**Page text:**
++++++++
Motor Characterization

The overall actuator performance depends on several characteristics of the motor, including the winding type, phase resistance, phase inductance, and more. To achieve a smaller sim-to-real gap, we need to identify the actual value of these motor parameters.

In this note, we characterize the MAD Components M6C12 and 5010 motor that are used in the robot actuators.

Phase Winding Type

For BLDC motors, there are two possible winding types, delta winding and wye winding. The line-to-line measurement that we are going to do in the following sections have different implications for different motor winding types, so we need to determine the winding type of our motor first.

To identify the phase connection, we energize two phase wires with power supply set to 1.00 V and current limit to 10.0 A. The winding type can be determined by observing the thermal image of the winding.

When two phase wires are energized, only one-third of the windings are heated. Hence, both motors are using delta winding.

M6C12 Motor = Delta Winding

Phase wire A-B energized

Phase wire B-C energized

5010 Motor = Delta Winding

Phase wire A-B energized

Phase wire B-C energized

Phase Resistance

The phase resistance can be calculated from the line-to-line resistance with the following relation:

$$R_{wye} = \frac{1}{2}R_{ll} \qquad\qquad\qquad R_{delta} = \frac{3}{2}R_{ll}$$

To measure line-to-line resistance, we energize phases with a constant voltage and measure the current flowing through the winding.

M6C12 Motor = 0.1886 R

The power supply is set to be 0.99 V.

Phase wire A-B energized, measured current 7.872 A.

Phase wire B-C energized, measured current 7.879 A.

The line-to-line resistance is calucated to be

$$R_{ll} = \frac{V_{ll}}{I_{ll}} = Avg(\frac{0.99~\text{V}}{7.872~\text{A}}, \frac{0.99~\text{V}}{7.879~\text{A}}) \approx 0.1257~\Omega$$

The phase resistance can then be caluclated as

$$R_q = \frac{3}{2}R_{ll} = \frac{3}{2} \times 0.1257~\Omega = 0.1886~\Omega$$

The phase resistance of the M6C12 motor is 0.1886 Ω.

5010 Motor = 0.6193 R

The power supply is set to be 1.00 V.
++++++++
**Supplied entries:**

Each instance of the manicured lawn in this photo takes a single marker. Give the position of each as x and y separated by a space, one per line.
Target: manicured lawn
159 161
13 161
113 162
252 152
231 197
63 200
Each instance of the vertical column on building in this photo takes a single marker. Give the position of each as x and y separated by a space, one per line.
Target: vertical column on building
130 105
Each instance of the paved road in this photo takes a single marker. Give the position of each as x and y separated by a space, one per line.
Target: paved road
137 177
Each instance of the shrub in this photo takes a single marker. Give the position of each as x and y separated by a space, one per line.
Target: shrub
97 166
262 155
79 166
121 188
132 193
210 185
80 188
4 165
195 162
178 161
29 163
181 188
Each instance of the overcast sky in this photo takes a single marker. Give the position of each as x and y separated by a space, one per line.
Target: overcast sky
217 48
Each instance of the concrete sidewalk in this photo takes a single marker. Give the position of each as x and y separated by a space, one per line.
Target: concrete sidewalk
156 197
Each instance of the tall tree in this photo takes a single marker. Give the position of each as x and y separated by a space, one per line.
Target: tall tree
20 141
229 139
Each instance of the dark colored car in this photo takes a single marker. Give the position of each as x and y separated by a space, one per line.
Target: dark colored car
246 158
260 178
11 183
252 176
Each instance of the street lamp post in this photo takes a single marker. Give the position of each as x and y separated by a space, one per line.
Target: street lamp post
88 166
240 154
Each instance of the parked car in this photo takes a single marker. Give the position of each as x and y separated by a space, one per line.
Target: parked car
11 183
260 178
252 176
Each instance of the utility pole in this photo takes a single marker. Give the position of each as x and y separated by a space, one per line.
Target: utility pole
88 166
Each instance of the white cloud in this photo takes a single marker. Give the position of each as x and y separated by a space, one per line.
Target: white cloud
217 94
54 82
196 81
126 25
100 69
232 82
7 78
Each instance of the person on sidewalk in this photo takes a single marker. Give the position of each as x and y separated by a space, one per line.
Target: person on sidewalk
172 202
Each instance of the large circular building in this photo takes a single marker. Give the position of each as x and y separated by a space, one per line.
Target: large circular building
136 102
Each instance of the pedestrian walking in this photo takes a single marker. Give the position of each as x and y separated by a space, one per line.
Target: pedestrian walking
++++++++
**What needs to be done:** Rewrite the motor characterization text from "Phase wire A-B energized, measured" up to and including "is 0.1886 Ω.", putting "powered" wherever "energized" appears.

**Answer below:**
Phase wire A-B powered, measured current 7.872 A.

Phase wire B-C powered, measured current 7.879 A.

The line-to-line resistance is calucated to be

$$R_{ll} = \frac{V_{ll}}{I_{ll}} = Avg(\frac{0.99~\text{V}}{7.872~\text{A}}, \frac{0.99~\text{V}}{7.879~\text{A}}) \approx 0.1257~\Omega$$

The phase resistance can then be caluclated as

$$R_q = \frac{3}{2}R_{ll} = \frac{3}{2} \times 0.1257~\Omega = 0.1886~\Omega$$

The phase resistance of the M6C12 motor is 0.1886 Ω.